WHAT THE TASK REQUIRES:
From the line containing "Can you find the jagged" to the final line of the entries, every line is to be reproduced exactly; no other line belongs in the output.

EXTRACTED MATERIAL:
◇ ◇ ◇
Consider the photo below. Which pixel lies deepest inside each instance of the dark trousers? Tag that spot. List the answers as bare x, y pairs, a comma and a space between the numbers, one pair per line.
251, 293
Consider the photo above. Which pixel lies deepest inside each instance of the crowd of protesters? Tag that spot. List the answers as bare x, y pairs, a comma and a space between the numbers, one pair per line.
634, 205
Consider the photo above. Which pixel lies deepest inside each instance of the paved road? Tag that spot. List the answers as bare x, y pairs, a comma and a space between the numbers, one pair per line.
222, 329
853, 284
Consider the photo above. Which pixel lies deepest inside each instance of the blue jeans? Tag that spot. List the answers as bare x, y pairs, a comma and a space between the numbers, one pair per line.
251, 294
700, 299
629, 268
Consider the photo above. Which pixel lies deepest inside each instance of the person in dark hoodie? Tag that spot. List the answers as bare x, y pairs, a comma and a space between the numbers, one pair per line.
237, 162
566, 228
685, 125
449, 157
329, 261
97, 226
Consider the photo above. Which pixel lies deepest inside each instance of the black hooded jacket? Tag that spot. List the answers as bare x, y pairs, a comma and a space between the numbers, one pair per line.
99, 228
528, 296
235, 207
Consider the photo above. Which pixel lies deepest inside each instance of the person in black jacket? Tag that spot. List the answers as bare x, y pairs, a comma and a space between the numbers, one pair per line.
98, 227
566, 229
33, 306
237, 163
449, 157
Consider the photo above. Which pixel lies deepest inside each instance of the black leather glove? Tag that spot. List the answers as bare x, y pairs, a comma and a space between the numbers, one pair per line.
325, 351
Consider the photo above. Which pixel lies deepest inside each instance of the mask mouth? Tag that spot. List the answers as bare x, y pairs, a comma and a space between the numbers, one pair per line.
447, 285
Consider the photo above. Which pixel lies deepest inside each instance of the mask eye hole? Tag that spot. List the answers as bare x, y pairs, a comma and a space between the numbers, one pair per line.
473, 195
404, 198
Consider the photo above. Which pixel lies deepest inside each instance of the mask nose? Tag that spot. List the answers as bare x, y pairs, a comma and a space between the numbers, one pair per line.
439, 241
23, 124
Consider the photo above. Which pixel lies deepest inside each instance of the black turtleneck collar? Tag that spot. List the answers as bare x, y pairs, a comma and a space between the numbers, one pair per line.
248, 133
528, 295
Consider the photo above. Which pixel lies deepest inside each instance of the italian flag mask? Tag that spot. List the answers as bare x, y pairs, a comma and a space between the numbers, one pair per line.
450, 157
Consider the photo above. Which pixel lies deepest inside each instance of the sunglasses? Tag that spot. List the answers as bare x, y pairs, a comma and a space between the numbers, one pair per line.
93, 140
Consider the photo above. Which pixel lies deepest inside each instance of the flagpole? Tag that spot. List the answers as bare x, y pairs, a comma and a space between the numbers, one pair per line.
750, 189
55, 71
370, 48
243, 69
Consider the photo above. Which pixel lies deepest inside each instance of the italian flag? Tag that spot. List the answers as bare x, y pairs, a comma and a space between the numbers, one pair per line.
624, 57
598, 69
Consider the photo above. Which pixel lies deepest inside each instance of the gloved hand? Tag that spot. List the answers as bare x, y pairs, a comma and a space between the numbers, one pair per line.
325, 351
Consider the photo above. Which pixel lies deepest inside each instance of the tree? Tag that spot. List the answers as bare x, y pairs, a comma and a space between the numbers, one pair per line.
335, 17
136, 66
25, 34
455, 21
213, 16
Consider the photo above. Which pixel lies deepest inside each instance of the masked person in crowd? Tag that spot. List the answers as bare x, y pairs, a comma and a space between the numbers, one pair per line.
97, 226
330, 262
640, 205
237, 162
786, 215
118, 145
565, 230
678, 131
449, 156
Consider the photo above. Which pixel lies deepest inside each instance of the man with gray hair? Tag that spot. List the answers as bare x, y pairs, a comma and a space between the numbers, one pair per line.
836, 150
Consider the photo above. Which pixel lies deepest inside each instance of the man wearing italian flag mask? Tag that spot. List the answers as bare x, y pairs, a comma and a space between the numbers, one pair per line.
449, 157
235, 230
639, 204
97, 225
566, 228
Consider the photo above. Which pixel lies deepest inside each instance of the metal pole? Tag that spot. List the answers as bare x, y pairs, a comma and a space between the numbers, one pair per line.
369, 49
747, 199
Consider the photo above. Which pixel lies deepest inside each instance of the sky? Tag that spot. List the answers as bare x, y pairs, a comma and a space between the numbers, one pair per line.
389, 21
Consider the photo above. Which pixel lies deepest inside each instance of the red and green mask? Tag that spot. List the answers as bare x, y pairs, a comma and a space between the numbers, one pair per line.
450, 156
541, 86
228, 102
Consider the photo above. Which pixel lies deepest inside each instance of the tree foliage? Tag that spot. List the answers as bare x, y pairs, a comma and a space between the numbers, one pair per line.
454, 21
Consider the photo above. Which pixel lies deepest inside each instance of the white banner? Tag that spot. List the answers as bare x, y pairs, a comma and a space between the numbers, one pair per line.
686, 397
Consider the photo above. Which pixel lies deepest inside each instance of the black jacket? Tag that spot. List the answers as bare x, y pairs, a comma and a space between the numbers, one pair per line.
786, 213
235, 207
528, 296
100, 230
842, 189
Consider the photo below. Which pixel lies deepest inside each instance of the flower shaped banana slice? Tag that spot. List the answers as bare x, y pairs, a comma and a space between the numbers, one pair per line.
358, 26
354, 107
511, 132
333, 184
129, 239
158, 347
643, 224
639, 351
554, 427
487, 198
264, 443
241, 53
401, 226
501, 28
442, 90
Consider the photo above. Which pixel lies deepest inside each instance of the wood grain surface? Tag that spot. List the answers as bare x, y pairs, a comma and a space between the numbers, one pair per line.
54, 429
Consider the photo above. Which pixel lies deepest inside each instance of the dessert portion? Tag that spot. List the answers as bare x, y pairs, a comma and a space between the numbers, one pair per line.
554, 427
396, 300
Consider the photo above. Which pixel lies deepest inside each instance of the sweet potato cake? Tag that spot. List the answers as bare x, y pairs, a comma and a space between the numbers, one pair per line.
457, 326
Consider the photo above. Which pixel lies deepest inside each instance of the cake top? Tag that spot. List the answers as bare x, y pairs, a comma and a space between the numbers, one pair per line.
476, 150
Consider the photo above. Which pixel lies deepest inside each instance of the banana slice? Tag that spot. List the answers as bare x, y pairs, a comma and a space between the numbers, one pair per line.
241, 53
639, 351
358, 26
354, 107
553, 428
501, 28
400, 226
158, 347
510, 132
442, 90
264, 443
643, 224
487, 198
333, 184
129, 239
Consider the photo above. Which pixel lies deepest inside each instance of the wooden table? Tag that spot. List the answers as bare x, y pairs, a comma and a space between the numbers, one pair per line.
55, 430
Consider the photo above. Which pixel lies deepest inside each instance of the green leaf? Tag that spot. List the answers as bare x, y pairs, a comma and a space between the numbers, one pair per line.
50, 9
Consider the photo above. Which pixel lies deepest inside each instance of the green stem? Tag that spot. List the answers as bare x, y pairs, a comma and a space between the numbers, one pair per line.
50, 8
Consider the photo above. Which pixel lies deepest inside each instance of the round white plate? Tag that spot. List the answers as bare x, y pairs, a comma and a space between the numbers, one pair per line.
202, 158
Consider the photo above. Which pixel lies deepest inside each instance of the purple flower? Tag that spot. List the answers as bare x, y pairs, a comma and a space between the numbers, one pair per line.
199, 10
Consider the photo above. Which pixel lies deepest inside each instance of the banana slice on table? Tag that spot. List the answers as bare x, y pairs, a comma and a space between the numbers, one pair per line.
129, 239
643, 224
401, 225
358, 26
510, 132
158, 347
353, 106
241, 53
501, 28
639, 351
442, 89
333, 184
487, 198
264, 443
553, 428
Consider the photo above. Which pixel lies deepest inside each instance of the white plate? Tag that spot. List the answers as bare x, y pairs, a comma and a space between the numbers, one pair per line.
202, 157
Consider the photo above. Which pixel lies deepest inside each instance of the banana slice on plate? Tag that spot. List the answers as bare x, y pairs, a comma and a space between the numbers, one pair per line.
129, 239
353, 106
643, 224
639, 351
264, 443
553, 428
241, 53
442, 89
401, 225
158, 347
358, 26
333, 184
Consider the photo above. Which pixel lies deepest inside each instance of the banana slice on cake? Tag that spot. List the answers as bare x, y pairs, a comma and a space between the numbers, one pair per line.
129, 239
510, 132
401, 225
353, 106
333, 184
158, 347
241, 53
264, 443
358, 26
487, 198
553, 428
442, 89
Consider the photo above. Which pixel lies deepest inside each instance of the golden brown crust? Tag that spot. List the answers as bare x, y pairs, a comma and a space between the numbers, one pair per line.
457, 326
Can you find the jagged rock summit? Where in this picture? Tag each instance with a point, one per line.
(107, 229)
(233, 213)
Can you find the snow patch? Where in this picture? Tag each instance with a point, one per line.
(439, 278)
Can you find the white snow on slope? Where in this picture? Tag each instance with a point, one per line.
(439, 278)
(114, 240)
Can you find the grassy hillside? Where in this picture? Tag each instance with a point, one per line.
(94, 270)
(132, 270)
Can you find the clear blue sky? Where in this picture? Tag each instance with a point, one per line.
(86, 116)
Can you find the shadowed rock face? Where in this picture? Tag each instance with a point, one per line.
◇ ◇ ◇
TASK OUTPUT:
Can you find the jagged rock summit? Where in this picture? Tag each instance with a point, one per line.
(107, 229)
(233, 213)
Can you find the snow patch? Where in this picture? Tag each instance with a point, one per line.
(439, 278)
Can you find the white snow on slope? Where in this picture? Tag each instance with a point, one per line.
(439, 278)
(114, 240)
Can you find the grassy hillside? Where in this picture? Tag each instance with a point, one per line.
(94, 270)
(132, 270)
Can you find the clear blue sky? Where in this picture? Tag each instance with a point, one per line.
(86, 116)
Can you find the shadowed rock face? Where in this picture? Tag each instance with a point, one per line.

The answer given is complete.